(Items from a data source)
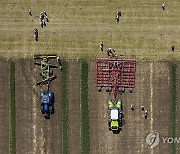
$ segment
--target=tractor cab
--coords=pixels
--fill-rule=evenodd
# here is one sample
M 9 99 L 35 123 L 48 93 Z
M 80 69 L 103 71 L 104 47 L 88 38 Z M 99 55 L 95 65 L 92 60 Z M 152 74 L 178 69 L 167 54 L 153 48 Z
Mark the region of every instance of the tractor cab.
M 111 100 L 108 102 L 108 124 L 109 130 L 118 131 L 122 127 L 122 105 L 121 100 Z
M 44 114 L 45 119 L 50 118 L 50 114 L 54 113 L 54 93 L 41 91 L 41 112 Z

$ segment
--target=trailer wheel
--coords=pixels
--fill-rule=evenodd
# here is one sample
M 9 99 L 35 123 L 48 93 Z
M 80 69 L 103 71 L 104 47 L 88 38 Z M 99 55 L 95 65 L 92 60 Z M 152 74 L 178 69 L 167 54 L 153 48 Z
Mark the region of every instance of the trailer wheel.
M 109 87 L 106 87 L 106 92 L 107 92 L 107 93 L 109 92 Z
M 121 90 L 122 90 L 122 93 L 125 93 L 125 88 L 124 88 L 124 87 L 122 87 L 122 89 L 121 89 Z
M 133 89 L 132 89 L 132 88 L 129 88 L 129 92 L 132 93 L 132 92 L 133 92 Z
M 125 88 L 124 87 L 119 87 L 119 92 L 120 93 L 124 93 L 125 92 Z
M 102 88 L 101 87 L 97 87 L 98 91 L 101 92 Z

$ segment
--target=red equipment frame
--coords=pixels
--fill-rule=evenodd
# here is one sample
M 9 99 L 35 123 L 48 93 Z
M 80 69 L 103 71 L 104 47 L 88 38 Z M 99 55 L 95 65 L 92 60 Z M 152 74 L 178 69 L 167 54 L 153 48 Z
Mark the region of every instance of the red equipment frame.
M 96 60 L 97 87 L 110 87 L 116 98 L 119 88 L 135 87 L 136 60 L 108 59 Z

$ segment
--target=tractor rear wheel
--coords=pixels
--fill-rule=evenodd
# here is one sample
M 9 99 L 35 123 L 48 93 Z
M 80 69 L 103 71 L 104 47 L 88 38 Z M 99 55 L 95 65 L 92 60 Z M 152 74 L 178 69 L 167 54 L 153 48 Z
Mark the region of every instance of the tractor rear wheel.
M 45 118 L 45 119 L 50 119 L 49 113 L 45 113 L 44 118 Z
M 41 105 L 41 113 L 42 113 L 42 114 L 45 113 L 42 105 Z
M 53 107 L 53 106 L 50 106 L 50 107 L 49 107 L 49 111 L 50 111 L 51 114 L 54 114 L 54 107 Z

### Task to carry out:
Write the entries above out again exactly, omitting each image.

### Reply:
$ segment
--target=tractor cab
--coords=pixels
--fill-rule=evenodd
# here is one sample
M 9 99 L 35 123 L 48 93 Z
M 80 69 L 103 71 L 104 47 L 88 38 Z M 99 55 L 95 65 L 92 60 Z M 152 74 L 178 69 L 167 54 L 153 48 Z
Mark the region of every instance of the tractor cab.
M 111 100 L 108 102 L 108 124 L 109 130 L 118 131 L 122 127 L 122 105 L 121 100 Z
M 44 114 L 45 119 L 50 118 L 50 114 L 54 113 L 54 93 L 41 91 L 41 112 Z

$ segment
--target=trailer wheel
--coords=pixels
--fill-rule=evenodd
# here is one sample
M 9 99 L 35 123 L 48 93 Z
M 80 69 L 103 71 L 104 47 L 88 38 Z M 99 55 L 95 65 L 92 60 Z M 152 74 L 178 69 L 167 54 L 153 48 Z
Mark the region of every instance of the trailer wheel.
M 109 87 L 106 87 L 106 92 L 107 92 L 107 93 L 109 92 Z
M 121 90 L 122 90 L 122 93 L 125 93 L 125 88 L 124 88 L 124 87 L 122 87 L 122 89 L 121 89 Z
M 133 89 L 132 89 L 132 88 L 129 88 L 129 92 L 132 93 L 132 92 L 133 92 Z
M 125 88 L 124 87 L 119 87 L 119 92 L 120 93 L 124 93 L 125 92 Z
M 102 88 L 101 87 L 97 87 L 98 91 L 101 92 Z

$ segment
--target=red equipment frame
--coords=pixels
--fill-rule=evenodd
# here is one sample
M 9 99 L 35 123 L 48 93 Z
M 80 69 L 103 71 L 104 47 L 88 38 Z M 99 55 L 95 65 L 92 60 Z M 152 74 L 178 69 L 167 54 L 153 48 Z
Mark the region of every instance of the red equipment frame.
M 96 60 L 97 87 L 110 87 L 116 98 L 119 88 L 135 87 L 136 60 L 108 59 Z

$ segment
--target=tractor rear wheel
--coords=pixels
--fill-rule=evenodd
# here is one sample
M 9 99 L 35 123 L 48 93 Z
M 80 69 L 103 71 L 104 47 L 88 38 Z M 99 55 L 95 65 L 92 60 Z M 152 74 L 178 69 L 167 54 L 153 48 Z
Mark the region of every instance of the tractor rear wheel.
M 45 118 L 45 119 L 50 119 L 49 113 L 45 113 L 44 118 Z
M 41 105 L 41 113 L 42 113 L 42 114 L 45 113 L 42 105 Z
M 53 107 L 53 106 L 50 106 L 50 107 L 49 107 L 49 111 L 50 111 L 51 114 L 54 114 L 54 107 Z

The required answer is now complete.